_Requirements_
Reproduce all of the material below, requests included, and rescale each x and y coordinate in the answers by multiplying it by 2.55 and rounding to a whole number, with halves rounded up. Leave every number in the requests and their format samples as it is.

_Supplied records_
(begin)

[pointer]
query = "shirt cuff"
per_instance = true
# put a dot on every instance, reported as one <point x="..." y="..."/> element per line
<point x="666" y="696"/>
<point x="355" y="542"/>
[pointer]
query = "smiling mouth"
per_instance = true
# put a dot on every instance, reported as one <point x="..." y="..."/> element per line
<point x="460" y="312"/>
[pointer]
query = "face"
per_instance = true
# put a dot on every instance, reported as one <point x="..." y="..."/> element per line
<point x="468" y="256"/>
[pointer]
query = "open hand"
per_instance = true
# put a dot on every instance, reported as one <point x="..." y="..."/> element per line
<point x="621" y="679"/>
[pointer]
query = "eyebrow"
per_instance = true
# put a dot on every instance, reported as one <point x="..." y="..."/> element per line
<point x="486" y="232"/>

(end)

_Answer to this exercise_
[pointer]
query = "shirt cuff"
per_instance = true
# put a dot on every instance, reported as one <point x="..." y="..."/> element per line
<point x="1698" y="1775"/>
<point x="905" y="1382"/>
[pointer]
query = "smiling mouth"
per_instance = true
# put a dot on every instance, reported as one <point x="..." y="..."/> element per line
<point x="1173" y="796"/>
[pointer]
query = "face"
per_instance = true
# put a dot on every instance, reported as one <point x="..." y="..."/> element per line
<point x="1193" y="653"/>
[pointer]
query = "open hand"
per_instance = true
# put a dot on every instance, reported as one <point x="..." y="..."/> element per line
<point x="1584" y="1731"/>
[pointer]
query = "eyebrow"
per_instance = true
# put a dot on every instance, reported as one <point x="..." y="..."/> element per line
<point x="1239" y="592"/>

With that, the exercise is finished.